» **SEGMENTO DEL DOCUMENTO**
========================================================================
La missione del ministro degli Esteri Wang Yi nelle dieci capitali oceaniche per proporre un accordo globale su rapporti commerciali e sicurezza falliva; tornava a casa con accordi di minore importanza ma sottolineava che i tempi non erano maturi, quindi Pechino non demordeva in attesa di cogliere altre vittorie. Il fallimento della missione era annunciato dalla dichiarazione non a caso a Radio Australia del presidente dell'arcipelago di Palau, Surangel Whipps, che invitava gli i paesi vicini a leggere attentamente i documenti proposti dalla Cina e segnalava
il disagio del suo paese per la continua presenza di navi cinesi nel Pacifico, una preoccupazione per la sicurezza della regione da non aggravare con nuovi atti. Da notare che Palau, assieme a Isole Marshall, Nauru e Tuvalu è fra i pochi stati insulari che hanno respinto le offerte di Pechino e riconoscono ancora a Taiwan lo status di nazione indipendente.
========================================================================
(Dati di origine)
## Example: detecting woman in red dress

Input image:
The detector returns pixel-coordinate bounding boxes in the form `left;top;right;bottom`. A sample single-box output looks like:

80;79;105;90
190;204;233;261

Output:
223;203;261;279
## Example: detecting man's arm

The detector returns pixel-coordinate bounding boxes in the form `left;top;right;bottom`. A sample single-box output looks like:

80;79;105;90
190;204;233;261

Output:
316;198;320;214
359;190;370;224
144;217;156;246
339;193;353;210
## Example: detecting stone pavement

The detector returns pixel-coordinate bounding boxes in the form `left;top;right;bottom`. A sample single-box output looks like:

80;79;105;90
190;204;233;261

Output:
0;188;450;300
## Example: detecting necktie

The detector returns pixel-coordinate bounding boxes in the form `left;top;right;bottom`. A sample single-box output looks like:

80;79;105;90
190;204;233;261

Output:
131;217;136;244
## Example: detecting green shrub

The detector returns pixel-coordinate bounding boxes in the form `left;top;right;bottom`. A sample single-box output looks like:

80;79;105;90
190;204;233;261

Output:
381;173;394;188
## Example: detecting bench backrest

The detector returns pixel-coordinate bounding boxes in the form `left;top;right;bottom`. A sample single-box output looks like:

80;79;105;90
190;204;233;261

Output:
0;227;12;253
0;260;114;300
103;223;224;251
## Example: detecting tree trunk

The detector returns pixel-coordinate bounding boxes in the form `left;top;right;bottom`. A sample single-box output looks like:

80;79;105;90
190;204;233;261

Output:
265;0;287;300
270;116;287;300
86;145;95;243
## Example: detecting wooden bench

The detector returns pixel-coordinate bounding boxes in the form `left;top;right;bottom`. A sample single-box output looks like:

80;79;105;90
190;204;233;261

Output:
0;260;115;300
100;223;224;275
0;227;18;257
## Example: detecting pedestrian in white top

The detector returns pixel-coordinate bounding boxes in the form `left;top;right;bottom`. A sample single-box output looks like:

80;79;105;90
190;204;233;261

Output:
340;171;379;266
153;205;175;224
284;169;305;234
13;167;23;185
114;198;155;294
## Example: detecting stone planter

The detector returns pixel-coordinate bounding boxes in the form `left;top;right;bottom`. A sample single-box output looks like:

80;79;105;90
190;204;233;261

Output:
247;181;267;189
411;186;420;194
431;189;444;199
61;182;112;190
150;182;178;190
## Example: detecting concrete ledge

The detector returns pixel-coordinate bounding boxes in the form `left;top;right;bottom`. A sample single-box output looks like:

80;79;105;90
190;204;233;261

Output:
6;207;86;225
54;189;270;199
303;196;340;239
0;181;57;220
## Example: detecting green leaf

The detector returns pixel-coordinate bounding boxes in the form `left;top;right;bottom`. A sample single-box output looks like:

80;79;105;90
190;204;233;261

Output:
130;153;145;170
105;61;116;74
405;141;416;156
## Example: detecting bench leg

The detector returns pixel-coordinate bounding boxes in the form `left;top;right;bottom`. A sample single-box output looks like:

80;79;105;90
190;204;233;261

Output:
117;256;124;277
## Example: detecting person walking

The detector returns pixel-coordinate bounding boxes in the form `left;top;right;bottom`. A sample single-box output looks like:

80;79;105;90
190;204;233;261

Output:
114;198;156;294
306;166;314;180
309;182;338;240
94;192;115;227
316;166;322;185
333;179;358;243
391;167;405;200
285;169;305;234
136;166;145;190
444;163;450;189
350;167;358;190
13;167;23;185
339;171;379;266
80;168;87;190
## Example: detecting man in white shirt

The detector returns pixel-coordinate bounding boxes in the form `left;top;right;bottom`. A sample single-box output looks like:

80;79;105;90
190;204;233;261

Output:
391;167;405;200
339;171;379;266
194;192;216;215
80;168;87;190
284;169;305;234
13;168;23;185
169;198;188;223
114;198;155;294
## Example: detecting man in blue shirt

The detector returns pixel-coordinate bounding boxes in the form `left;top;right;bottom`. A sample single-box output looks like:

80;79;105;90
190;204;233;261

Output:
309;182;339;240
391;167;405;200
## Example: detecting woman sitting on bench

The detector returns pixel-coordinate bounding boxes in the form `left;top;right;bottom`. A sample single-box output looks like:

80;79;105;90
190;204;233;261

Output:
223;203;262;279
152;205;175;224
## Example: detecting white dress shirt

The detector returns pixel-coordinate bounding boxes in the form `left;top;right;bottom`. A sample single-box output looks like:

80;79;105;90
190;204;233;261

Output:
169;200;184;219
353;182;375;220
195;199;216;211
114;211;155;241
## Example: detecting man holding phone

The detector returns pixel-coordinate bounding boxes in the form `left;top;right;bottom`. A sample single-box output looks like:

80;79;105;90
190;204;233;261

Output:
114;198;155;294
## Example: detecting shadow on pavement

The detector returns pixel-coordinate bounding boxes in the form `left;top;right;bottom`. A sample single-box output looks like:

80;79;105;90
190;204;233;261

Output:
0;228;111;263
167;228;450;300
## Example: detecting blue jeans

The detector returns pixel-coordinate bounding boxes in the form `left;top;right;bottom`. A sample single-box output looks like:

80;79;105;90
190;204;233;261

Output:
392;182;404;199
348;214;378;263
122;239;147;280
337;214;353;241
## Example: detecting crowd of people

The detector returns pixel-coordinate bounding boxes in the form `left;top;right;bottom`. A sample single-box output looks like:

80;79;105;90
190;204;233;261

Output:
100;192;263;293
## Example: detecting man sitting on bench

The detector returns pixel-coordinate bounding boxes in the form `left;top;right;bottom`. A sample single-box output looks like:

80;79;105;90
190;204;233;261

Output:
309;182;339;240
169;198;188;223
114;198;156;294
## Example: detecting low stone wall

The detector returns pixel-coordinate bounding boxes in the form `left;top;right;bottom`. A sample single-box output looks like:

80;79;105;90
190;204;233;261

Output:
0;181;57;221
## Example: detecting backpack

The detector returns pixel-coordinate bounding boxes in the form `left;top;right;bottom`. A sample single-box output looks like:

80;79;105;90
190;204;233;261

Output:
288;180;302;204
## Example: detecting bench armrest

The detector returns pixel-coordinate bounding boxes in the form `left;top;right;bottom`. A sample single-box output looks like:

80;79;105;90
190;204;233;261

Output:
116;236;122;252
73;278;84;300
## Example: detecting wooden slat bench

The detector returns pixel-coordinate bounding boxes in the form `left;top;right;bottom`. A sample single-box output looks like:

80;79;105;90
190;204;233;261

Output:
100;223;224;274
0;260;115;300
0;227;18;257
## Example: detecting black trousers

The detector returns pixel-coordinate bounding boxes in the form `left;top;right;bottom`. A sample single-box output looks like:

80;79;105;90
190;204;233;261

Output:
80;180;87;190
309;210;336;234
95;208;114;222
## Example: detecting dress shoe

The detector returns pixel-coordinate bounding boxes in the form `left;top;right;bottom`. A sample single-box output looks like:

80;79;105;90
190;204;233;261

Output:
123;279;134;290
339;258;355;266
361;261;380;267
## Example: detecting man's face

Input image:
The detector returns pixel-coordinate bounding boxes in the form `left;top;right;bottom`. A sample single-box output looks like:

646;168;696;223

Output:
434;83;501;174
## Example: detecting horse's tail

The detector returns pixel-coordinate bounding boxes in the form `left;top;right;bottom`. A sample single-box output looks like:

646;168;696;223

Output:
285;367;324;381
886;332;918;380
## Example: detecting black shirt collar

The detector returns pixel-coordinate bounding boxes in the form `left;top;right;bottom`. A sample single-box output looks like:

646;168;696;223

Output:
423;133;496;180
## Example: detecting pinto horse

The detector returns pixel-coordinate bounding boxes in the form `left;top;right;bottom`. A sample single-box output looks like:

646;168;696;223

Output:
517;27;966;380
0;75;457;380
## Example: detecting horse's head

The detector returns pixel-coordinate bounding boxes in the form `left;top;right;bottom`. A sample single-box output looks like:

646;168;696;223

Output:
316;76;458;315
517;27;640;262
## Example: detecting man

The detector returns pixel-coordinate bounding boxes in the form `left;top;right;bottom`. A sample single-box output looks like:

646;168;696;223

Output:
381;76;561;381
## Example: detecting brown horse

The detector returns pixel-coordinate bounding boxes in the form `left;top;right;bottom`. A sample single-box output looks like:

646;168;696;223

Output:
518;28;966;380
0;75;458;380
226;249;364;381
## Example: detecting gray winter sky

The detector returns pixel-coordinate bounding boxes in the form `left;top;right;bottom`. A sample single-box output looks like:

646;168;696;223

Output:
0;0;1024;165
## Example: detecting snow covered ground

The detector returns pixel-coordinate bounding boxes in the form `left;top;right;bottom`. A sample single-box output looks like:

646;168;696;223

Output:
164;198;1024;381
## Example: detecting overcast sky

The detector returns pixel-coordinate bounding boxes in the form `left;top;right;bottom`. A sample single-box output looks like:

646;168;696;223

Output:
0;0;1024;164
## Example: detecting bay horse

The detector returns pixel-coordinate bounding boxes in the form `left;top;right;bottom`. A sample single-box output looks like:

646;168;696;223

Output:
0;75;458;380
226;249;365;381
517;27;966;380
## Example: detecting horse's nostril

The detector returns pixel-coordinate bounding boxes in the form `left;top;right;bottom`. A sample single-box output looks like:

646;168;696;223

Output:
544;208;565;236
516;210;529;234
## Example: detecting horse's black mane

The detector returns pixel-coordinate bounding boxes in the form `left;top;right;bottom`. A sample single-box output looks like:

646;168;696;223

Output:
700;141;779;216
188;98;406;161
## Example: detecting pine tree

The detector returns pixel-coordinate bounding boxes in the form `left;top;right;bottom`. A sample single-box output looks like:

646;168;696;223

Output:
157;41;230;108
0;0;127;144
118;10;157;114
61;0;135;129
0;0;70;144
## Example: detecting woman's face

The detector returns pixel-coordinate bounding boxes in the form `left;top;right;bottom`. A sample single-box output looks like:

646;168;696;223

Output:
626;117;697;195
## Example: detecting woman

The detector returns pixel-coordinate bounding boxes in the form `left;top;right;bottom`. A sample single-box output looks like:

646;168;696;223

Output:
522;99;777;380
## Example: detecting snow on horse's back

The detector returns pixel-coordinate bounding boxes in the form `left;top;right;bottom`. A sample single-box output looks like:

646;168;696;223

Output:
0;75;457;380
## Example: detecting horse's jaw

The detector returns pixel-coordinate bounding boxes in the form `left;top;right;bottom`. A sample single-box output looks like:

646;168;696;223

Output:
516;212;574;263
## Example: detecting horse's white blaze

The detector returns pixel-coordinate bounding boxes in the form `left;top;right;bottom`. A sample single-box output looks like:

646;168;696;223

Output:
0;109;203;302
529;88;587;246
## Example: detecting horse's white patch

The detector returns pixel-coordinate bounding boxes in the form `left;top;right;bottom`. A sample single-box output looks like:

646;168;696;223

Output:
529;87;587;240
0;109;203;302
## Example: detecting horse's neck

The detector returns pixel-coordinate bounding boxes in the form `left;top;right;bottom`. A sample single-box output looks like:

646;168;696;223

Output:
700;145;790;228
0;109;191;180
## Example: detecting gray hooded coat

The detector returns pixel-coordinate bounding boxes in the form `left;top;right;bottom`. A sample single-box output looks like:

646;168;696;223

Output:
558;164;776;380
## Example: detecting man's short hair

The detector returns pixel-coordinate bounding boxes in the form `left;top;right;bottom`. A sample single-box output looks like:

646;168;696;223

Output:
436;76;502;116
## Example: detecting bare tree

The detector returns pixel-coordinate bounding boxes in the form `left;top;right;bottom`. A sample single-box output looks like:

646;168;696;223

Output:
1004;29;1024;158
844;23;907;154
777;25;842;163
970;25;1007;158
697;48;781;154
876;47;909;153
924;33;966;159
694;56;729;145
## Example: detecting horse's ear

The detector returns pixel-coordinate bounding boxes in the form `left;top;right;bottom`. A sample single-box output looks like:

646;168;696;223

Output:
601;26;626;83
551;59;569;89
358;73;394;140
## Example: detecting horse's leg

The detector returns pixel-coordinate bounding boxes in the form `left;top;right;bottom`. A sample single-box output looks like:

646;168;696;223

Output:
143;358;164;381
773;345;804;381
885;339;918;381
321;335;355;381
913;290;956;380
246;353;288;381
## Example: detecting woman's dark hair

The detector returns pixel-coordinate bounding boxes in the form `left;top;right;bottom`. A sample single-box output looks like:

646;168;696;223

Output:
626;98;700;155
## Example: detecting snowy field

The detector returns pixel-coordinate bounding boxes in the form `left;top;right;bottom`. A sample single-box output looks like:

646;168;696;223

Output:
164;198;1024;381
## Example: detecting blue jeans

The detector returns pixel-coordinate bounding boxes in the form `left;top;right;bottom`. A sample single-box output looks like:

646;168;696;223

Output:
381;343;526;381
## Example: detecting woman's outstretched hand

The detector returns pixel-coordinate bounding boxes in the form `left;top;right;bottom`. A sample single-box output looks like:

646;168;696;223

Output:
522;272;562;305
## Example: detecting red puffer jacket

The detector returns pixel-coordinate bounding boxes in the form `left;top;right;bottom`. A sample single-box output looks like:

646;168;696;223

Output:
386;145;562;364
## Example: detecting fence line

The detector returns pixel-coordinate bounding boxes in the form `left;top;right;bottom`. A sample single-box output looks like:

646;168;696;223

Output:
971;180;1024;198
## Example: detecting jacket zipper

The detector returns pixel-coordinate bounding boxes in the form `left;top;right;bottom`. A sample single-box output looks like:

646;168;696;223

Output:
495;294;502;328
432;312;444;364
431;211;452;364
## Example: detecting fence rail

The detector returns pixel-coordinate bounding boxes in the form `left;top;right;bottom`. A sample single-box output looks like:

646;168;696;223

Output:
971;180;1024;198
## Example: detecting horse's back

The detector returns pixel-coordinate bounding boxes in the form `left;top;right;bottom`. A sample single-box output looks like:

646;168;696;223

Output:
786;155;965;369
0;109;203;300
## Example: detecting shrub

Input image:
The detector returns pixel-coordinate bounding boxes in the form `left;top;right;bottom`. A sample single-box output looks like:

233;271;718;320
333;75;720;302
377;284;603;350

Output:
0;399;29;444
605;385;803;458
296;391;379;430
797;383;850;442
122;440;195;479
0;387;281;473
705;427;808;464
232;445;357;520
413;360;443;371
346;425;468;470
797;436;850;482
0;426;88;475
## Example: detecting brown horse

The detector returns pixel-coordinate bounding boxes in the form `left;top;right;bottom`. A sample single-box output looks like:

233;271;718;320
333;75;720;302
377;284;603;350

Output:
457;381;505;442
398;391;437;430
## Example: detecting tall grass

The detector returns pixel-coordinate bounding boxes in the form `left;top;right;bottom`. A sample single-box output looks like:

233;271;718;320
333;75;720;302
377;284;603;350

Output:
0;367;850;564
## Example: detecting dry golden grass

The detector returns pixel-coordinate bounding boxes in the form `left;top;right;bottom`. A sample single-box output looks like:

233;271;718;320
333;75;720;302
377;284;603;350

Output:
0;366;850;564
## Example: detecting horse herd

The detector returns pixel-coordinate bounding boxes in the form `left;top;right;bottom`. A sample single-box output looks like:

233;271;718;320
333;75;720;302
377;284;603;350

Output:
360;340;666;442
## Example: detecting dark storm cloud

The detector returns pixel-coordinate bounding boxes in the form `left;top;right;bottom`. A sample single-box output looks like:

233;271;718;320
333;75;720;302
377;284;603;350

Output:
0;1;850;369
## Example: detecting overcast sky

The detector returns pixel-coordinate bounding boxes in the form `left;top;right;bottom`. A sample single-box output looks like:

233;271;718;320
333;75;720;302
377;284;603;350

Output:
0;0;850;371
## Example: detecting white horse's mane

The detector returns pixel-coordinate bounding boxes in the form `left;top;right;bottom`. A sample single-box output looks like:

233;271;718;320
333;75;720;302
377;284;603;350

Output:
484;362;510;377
========================================================================
» **OBIETTIVO DEL COMPITO**
Traduci in inglese, per favore, questa frase del segmento del documento: "Da notare che Palau, assieme a Isole Marshall, Nauru e Tuvalu è fra i pochi stati insulari che hanno respinto le offerte di Pechino e riconoscono ancora a Taiwan lo status di nazione indipendente."

» **SPAZIO RISPOSTA**
Note that Palau, together with the Marshall Islands, Nauru and Tuvalu, is among the few island states that have rejected Beijing's offers and still recognize Taiwan's status as an independent nation.